• Text excerpt:

______________________________

# Making Necessary Imports

In [None]:
# This Python 3 environment comes with many helpful analytics libraries installed
# It is defined by the kaggle/python Docker image: https://github.com/kaggle/docker-python
# For example, here's several helpful packages to load

import pandas as pd
import numpy as np
import matplotlib
import matplotlib.pyplot as plt
import seaborn as sns
%matplotlib inline
#to ignore warning
pd.options.mode.chained_assignment = None  # default='warn'

# Input data files are available in the read-only "../input/" directory
# For example, running this (by clicking run or pressing Shift+Enter) will list all files under the input directory

import os
for dirname, _, filenames in os.walk('/kaggle/input'):
    for filename in filenames:
        print(os.path.join(dirname, filename))

# You can write up to 20GB to the current directory (/kaggle/working/) that gets preserved as output when you create a version using "Save & Run All" 
# You can also write temporary files to /kaggle/temp/, but they won't be saved outside of the current session

# Importing Data

In [None]:
df=pd.read_csv('/kaggle/input/housesalesprediction/kc_house_data.csv')

In this dataset, it is used these feature:

- id: house id
- date: date that the house was bought.
- price: house price
- bedrooms: number of bedroom
- bathrooms: number of bathroom
- sqft_living: Square foot Living
- sqft_lot: Square foot Lot
- floors: Number of floor
- waterfront: waterfront
- view: Number of view
- condition: condition
- grade: grade
- sqft_above: Square foot above
- sqft_basement: Square foot basement
- yr_built: year that house was built
- yr_renovated: year that house was renovated
- zipcode: zipcode
- lat: latitude
- long: longitude
- sqft_living15: Square foot Living in 2015
- sqft_lot15: Square foot Lot in 2015


In [None]:
df.head()

In [None]:
df.info()

# Preparing the Test set

In [None]:
df.corr()['price'].sort_values(ascending=False)

In [None]:
df['sqft_living'].hist(bins=100)

In [None]:
sns.kdeplot(df['sqft_living'])

In [None]:
#we do have a long tail and outliers
#let's also confirm by looking at boxplot
sns.boxplot(df['sqft_living'])

______________________________

• Entries provided:
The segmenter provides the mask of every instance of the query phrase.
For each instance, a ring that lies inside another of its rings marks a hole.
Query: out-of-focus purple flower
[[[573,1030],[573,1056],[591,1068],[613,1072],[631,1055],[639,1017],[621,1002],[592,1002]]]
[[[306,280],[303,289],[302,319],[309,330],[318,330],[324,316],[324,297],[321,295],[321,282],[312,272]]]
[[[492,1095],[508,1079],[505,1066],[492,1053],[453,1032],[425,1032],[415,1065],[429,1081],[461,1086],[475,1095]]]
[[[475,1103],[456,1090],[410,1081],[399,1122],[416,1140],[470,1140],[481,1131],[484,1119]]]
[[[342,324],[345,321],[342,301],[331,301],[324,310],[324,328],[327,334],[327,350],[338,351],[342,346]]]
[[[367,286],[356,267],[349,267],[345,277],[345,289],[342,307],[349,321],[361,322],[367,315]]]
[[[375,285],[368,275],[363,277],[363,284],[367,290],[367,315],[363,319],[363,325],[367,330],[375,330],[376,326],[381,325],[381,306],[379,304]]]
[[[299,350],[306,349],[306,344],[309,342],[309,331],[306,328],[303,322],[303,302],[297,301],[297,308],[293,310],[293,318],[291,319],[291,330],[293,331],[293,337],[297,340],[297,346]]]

______________________________

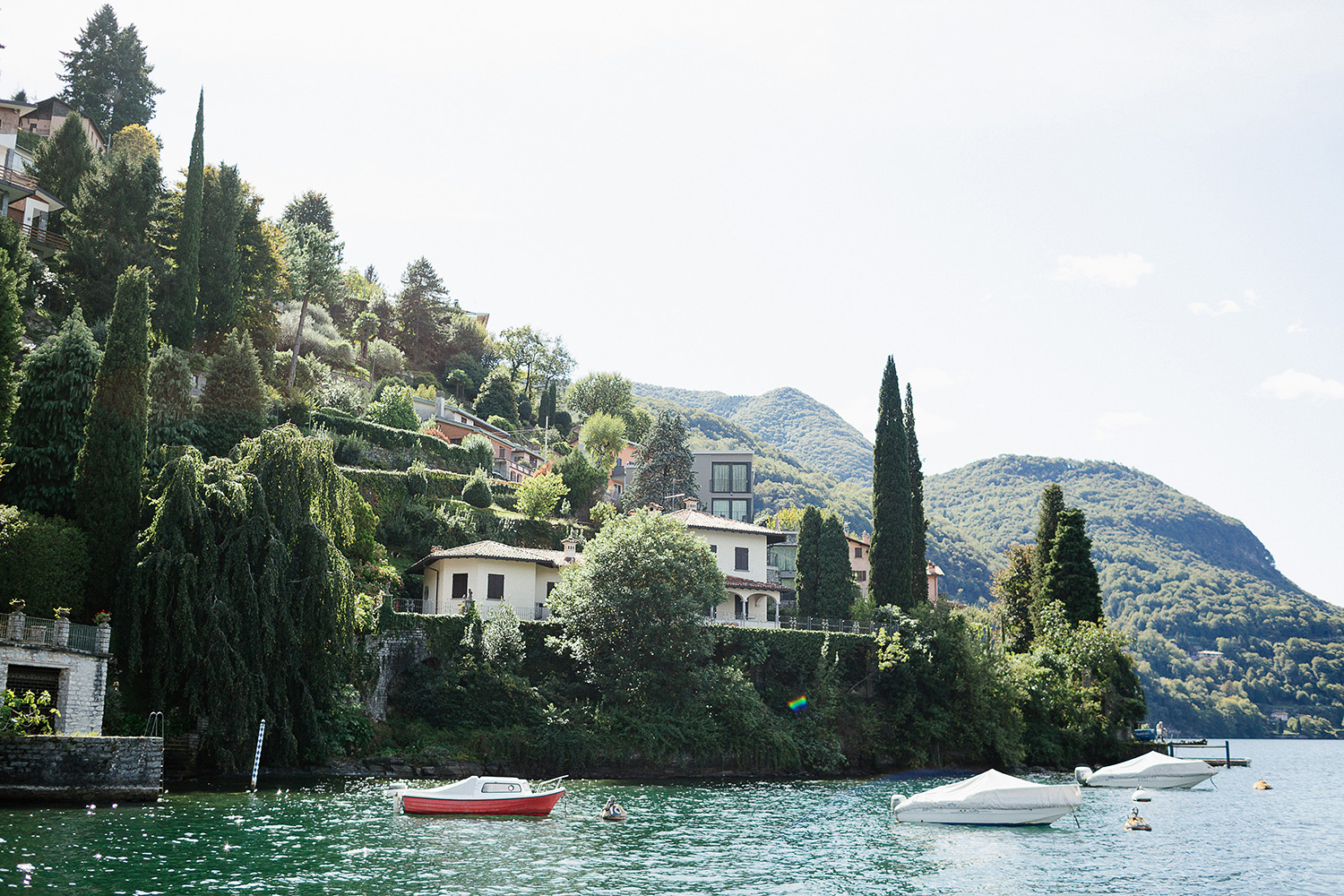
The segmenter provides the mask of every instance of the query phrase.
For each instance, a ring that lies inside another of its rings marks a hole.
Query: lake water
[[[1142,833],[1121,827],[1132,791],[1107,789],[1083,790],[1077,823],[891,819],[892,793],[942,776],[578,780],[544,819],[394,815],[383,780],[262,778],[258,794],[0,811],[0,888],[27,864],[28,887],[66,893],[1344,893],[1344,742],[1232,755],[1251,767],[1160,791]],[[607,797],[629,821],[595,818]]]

______________________________

• Job 1: Rename "dataset" as "data table" in the house sales notebook between "# You can write" and "house was bought.", inclusive, and give the resulting passage.
• Job 2: Write what comes next in the house sales notebook after its final boxplot command.
The lines have no connection to the house sales notebook.

• Exercise answer 1:
# You can write up to 20GB to the current directory (/kaggle/working/) that gets preserved as output when you create a version using "Save & Run All" 
# You can also write temporary files to /kaggle/temp/, but they won't be saved outside of the current session

# Importing Data

In [None]:
df=pd.read_csv('/kaggle/input/housesalesprediction/kc_house_data.csv')

In this data table, it is used these feature:

- id: house id
- date: date that the house was bought.

• Exercise answer 2:
One way to tackel the problem is by eliminating the outliers and training the model, or we can also used stratified sampling.
let's first check the most common range of highly correlated feature that is sqft_living

In [None]:
df.describe().transpose()

it can be seen that most of the data is divided into 1.5-2.5

In [None]:
#let's do a stratified random split
df['sqft_living_cat']=pd.cut(df['sqft_living'],bins=[0.,1.5e3,2.5e3,3.5e3,4.5e3,5.5e3,np.inf],labels=[1,2,3,4,5,6])

In [None]:
from sklearn.model_selection import StratifiedShuffleSplit 

In [None]:
split = StratifiedShuffleSplit(n_splits=1, test_size=0.2, random_state=101)

In [None]:
for train_index, test_index in split.split(df,df['sqft_living_cat']):
    strat_train_set=df.loc[train_index]
    strat_test_set=df.loc[test_index]

In [None]:
#let's check the proportion it has gathered
df['sqft_living_cat'].value_counts()/len(df)

In [None]:
strat_train_set['sqft_living_cat'].value_counts()/len(df)

In [None]:
for set_ in strat_test_set,strat_train_set:
    set_.drop('sqft_living_cat',axis=1,inplace=True)

# Exploring the data

In [None]:
#let's explore the data
housing=strat_train_set.copy()
housing_tr=strat_train_set.drop('price',axis=1)
housing_label=strat_train_set['price'].copy()

In [None]:
#temp
X_test=strat_test_set.drop('price',axis=1)
y_test=strat_test_set['price'].copy()

In [None]:
housing.head()

In [None]:
# let's try plotting long vs lat to check how prices are distributed over region
ax=housing.plot(kind="scatter",x='long',y='lat',figsize=(12,6),c="price",cmap=plt.get_cmap("plasma"))

The houses near the water tends to be expensive. 

In [None]:
#let's explore the bedroom and bathrooms feature
sns.boxplot(x='bedrooms',data=housing,orient='v')

In [None]:
sns.boxplot(x='bathrooms',data=housing,orient='v')

There indeed are many outliers in the data.
For now we are keeping them but if needed, we can eliminate them in future.

# Categorical Features

Let's explore the columns of waterfront, view, yr_renovated

In [None]:
#first check waterfront
housing['waterfront'].value_counts()
#there's only 2 values so we can simply convert into an answer of yes or no

In [None]:
#let's check view
housing['view'].value_counts()

In [None]:
housing['view'].plot(kind="hist")
#views are very thinnely distributed
#let's try to treat also as yes or no

In [None]:
#let's explore yr_renovated
def renov_check(x):
    if x==0:
        return 0
    else:
        return 1
    
renovation_check=housing.yr_renovated.apply(renov_check)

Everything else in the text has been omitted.